Referring expression data:
---

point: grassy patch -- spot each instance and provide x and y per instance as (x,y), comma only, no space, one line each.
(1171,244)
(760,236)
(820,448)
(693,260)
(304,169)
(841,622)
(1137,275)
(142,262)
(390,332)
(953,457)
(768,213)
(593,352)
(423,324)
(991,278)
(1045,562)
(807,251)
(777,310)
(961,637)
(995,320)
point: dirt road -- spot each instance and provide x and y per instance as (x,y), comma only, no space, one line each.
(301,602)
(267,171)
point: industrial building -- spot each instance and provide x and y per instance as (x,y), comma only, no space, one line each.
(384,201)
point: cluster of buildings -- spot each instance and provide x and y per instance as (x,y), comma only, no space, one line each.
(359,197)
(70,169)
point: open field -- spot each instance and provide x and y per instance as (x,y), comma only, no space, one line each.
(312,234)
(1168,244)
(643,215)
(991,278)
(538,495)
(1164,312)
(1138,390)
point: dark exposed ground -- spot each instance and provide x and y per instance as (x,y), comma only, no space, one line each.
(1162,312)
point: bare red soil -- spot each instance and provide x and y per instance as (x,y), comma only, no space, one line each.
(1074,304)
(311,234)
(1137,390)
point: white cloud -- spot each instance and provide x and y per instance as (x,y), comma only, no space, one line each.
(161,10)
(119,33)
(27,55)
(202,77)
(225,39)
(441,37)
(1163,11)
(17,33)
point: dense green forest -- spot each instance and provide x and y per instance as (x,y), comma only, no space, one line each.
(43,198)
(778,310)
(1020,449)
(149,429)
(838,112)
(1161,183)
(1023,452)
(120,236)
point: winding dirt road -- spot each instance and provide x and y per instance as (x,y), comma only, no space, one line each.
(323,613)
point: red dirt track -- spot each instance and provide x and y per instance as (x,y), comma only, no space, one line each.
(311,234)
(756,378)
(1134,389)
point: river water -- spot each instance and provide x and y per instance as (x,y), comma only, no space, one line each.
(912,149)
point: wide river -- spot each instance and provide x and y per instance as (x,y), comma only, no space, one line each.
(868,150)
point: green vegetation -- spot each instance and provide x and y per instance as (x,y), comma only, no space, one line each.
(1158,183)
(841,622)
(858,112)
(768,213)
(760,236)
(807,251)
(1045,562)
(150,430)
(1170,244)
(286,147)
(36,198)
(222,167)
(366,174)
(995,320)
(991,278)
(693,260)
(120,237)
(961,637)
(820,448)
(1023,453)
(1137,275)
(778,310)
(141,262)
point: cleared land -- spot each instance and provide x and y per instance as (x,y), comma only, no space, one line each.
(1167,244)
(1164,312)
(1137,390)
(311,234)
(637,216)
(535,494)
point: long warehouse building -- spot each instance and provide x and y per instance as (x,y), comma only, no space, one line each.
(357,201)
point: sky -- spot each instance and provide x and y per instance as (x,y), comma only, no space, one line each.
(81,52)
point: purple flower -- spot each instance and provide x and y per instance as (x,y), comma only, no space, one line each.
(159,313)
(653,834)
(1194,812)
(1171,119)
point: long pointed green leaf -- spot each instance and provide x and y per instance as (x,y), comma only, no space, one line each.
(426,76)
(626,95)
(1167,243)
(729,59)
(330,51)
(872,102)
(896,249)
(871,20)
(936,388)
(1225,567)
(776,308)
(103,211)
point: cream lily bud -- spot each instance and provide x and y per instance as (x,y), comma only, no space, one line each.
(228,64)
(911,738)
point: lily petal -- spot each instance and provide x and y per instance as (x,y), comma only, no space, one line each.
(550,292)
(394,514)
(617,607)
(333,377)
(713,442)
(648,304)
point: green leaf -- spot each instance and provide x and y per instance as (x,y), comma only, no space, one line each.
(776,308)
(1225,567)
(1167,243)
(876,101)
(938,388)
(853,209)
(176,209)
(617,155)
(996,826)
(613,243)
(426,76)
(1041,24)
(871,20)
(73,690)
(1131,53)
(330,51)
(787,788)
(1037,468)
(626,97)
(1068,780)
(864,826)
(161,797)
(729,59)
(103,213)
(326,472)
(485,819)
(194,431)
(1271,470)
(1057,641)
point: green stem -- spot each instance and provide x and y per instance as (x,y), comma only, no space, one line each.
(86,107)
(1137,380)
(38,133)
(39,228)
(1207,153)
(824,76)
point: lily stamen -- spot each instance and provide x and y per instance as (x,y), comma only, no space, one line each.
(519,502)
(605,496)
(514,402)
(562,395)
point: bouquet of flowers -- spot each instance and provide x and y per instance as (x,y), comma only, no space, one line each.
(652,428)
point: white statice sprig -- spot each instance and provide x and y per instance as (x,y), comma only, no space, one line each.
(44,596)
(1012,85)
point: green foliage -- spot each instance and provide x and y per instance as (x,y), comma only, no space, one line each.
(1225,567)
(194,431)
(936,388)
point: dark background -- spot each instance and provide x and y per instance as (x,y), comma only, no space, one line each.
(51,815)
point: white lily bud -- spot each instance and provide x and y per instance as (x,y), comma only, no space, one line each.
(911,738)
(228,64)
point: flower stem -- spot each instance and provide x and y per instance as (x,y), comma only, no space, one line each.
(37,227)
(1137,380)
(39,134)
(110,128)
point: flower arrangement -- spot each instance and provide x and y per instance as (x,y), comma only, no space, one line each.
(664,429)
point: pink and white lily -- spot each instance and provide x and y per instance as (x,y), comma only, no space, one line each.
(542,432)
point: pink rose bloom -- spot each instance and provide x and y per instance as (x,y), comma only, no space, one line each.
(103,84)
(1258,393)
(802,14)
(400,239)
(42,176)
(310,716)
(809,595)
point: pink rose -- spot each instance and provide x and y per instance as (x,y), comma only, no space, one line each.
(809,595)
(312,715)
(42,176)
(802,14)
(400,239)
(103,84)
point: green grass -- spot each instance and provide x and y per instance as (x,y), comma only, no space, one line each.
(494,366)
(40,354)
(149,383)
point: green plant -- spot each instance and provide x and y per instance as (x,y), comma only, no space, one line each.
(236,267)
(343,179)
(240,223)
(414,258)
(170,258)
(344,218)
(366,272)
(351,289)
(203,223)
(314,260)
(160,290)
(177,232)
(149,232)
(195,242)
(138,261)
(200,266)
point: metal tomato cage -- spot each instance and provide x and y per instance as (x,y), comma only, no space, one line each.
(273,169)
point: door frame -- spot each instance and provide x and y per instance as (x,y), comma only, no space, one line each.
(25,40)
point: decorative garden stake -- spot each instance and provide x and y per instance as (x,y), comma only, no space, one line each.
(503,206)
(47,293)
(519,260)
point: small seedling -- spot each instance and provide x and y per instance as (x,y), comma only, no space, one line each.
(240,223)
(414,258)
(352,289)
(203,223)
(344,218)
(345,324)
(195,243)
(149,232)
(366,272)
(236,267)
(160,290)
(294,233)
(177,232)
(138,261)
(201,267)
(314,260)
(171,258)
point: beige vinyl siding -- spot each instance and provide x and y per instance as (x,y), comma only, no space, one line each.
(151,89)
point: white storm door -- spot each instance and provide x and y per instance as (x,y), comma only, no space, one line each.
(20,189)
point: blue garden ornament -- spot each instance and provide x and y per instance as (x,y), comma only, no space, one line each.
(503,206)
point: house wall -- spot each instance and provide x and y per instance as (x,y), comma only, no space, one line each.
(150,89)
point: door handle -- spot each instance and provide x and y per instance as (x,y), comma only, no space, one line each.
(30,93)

---

- **Prompt**: Going line by line, set down the data above exactly as given.

- **Exercise output**:
point: grassy patch -- spot each instance and provide x and y per instance as (x,y), comma only, no space, one line each.
(1171,244)
(760,236)
(820,448)
(693,260)
(304,169)
(841,622)
(1137,275)
(142,262)
(390,332)
(953,457)
(768,213)
(593,352)
(423,324)
(991,278)
(1045,562)
(807,251)
(777,310)
(961,637)
(995,320)
point: dirt road -- spot each instance and provide x and y per instance as (x,y), comma only, no space, one line each.
(301,602)
(267,171)
point: industrial building -- spot each instance and provide x and y per instance as (x,y), comma only, no space, one line each.
(384,201)
point: cluster of buildings -- spot each instance and provide x and y per instance as (x,y), comma only, no space, one line each.
(359,197)
(70,169)
point: open field -- spot each instance and provide x and y per instance as (x,y), comma only, no space, one line each.
(312,234)
(1168,244)
(643,215)
(991,278)
(538,495)
(1164,312)
(1138,390)
point: dark exposed ground -- spot each instance and provide x and y per instance as (x,y), comma only, no space, one line each.
(1162,312)
point: bare red soil -- spot each instance and provide x and y per instance as (x,y), comma only, no space, one line each.
(1074,304)
(311,234)
(1137,390)
point: white cloud -- spot each instance and provide x and y per instance as (x,y), comma only, no space, one line each.
(161,10)
(119,33)
(27,55)
(202,77)
(225,39)
(441,37)
(1163,11)
(17,33)
point: dense green forest -- spot each instance and provide x and y per instance as (x,y), comma only, no space, one line each.
(43,198)
(778,310)
(1020,449)
(149,429)
(838,112)
(1161,183)
(1023,452)
(120,236)
point: winding dirt road -- spot each instance and provide x and y per instance as (x,y), comma only, no space, one line each.
(323,613)
point: red dirt track -- spot each instance and provide x and y per instance as (x,y), comma only, no space, one line each.
(311,234)
(756,378)
(1134,389)
point: river water -- spot each instance and provide x and y per instance as (x,y), comma only, no space, one line each.
(912,149)
point: wide river -- spot each instance and provide x and y per instance as (x,y), comma only, no space, one line each.
(868,150)
point: green vegetation -- spot each instance and provide x and y per instance as (x,y), comma only, no space, one line each.
(1158,183)
(841,622)
(858,112)
(768,213)
(760,236)
(807,251)
(1045,562)
(150,430)
(1170,244)
(286,147)
(36,198)
(222,167)
(366,174)
(995,320)
(991,278)
(693,260)
(120,237)
(961,637)
(820,448)
(1023,453)
(1137,275)
(778,310)
(141,262)
point: cleared land -- spot each instance and provide x and y per instance as (x,y), comma only, no space, one line each.
(1167,244)
(1164,312)
(1137,390)
(311,234)
(637,216)
(535,494)
point: long warehouse building -- spot each instance and provide x and y per instance as (x,y), comma only, no space, one line each.
(357,201)
point: sky -- spot each instance and provide x and y per instance as (x,y), comma only, no space, one line each.
(81,52)
point: purple flower -- spot each instance and provide x and y per instance as (x,y), comma only, no space, one line each.
(159,313)
(653,834)
(1194,812)
(1171,119)
point: long pointed green leaf -- spot each instance and provide x and y per instance as (x,y), comma only, no space, one line each.
(426,76)
(626,95)
(1167,243)
(729,59)
(330,51)
(872,102)
(896,249)
(871,20)
(936,388)
(1225,567)
(776,308)
(103,211)
point: cream lily bud -- spot each instance and provide x and y per instance as (x,y), comma only, no space, one line each.
(228,64)
(911,738)
point: lily petal -- spot each instance and provide x and y per instance as (x,y), comma only, no space, one line each.
(550,292)
(394,514)
(617,607)
(333,377)
(713,442)
(648,304)
point: green leaf -- spot each instance and provide x and y per instance as (x,y), comma only, no space, one line each.
(776,308)
(1225,567)
(1167,243)
(876,101)
(938,388)
(853,209)
(176,209)
(617,155)
(996,826)
(613,243)
(426,76)
(1041,24)
(871,20)
(73,690)
(1131,53)
(330,51)
(787,788)
(1037,468)
(626,97)
(1068,780)
(864,826)
(161,797)
(729,59)
(103,213)
(326,472)
(485,819)
(194,431)
(1271,470)
(1057,641)
point: green stem -- spot each instance and provide x and y per instance as (x,y), comma only, no space, one line each.
(86,107)
(1137,380)
(38,133)
(39,228)
(1207,153)
(824,76)
point: lily stamen -- spot each instance and provide x and y per instance as (x,y), comma only, no space, one line each.
(519,502)
(605,496)
(514,402)
(562,395)
point: bouquet of flowers -- spot each instance and provide x and y per instance as (x,y), comma only, no space, one line each.
(652,428)
point: white statice sprig -- spot each instance and provide x and y per instance as (x,y), comma only, no space, one line each.
(44,596)
(1012,85)
point: green foliage -- spot each instance and provide x and y per instance as (x,y), comma only, no space, one line each.
(1225,567)
(194,431)
(936,388)
point: dark background -- spot each instance and provide x and y per instance as (x,y), comma only, no space, one line each.
(51,815)
point: white lily bud -- spot each instance and provide x and y per instance as (x,y), comma only, no space, one line each.
(911,738)
(228,64)
point: flower stem -- spot each instance and provide x and y per instance as (x,y), comma only, no space, one line each.
(37,227)
(1137,380)
(39,134)
(110,128)
point: flower arrangement -- spot each instance and provide x and y per instance as (x,y), comma only, no space, one line each.
(664,429)
point: pink and white lily -- spot each instance and provide x and y per instance as (x,y), comma only, no space, one line each.
(542,432)
point: pink rose bloom -- spot each instance and provide x and y per instance as (x,y), comma only, no space, one line each.
(103,84)
(1258,393)
(802,14)
(400,239)
(42,176)
(310,716)
(809,595)
point: pink rose -- spot each instance and provide x and y per instance as (x,y), comma only, no space, one line each.
(809,595)
(312,715)
(42,176)
(802,14)
(400,239)
(103,84)
point: green grass -- spot each instance and provide x and y per instance as (x,y), comma only, no space, one line each.
(494,366)
(40,354)
(149,383)
point: green plant -- spot each instance and provide x and y per instance as (x,y), comma only, no space, one line each.
(236,267)
(343,179)
(240,223)
(414,258)
(170,258)
(344,218)
(366,272)
(351,289)
(203,223)
(314,260)
(160,290)
(177,232)
(149,232)
(195,242)
(138,261)
(200,266)
point: metal tomato cage -- spot each instance and provide x and y per instance as (x,y), comma only, no space, one line each.
(273,169)
point: door frame -- spot each instance and provide x and y per instance as (x,y), comma only, no space, one line each.
(25,40)
point: decorative garden stake -- spot each instance and provide x and y per instance as (x,y), comma only, no space, one line each.
(503,206)
(47,293)
(519,260)
point: small seedling -- spot each instance and provide x and y per instance as (x,y), comma only, no space, one line each.
(240,223)
(414,258)
(352,289)
(203,223)
(344,218)
(345,324)
(195,243)
(149,232)
(366,272)
(236,267)
(160,290)
(294,233)
(177,232)
(138,261)
(201,267)
(314,260)
(171,258)
point: beige vinyl siding -- spot each instance and provide x and y per instance as (x,y), comma only, no space, one line each.
(151,89)
point: white storm door -- spot each instance and provide x and y per instance as (x,y), comma only, no space, one line each.
(20,189)
point: blue garden ornament -- spot each instance and provide x and y per instance as (x,y), comma only, no space, one line each.
(503,206)
point: house wall -- spot each instance and provide x and y per instance as (x,y), comma only, no space, one line each.
(150,89)
point: door handle -- spot each instance and provide x and y per instance as (x,y), comma only, no space, one line each.
(30,93)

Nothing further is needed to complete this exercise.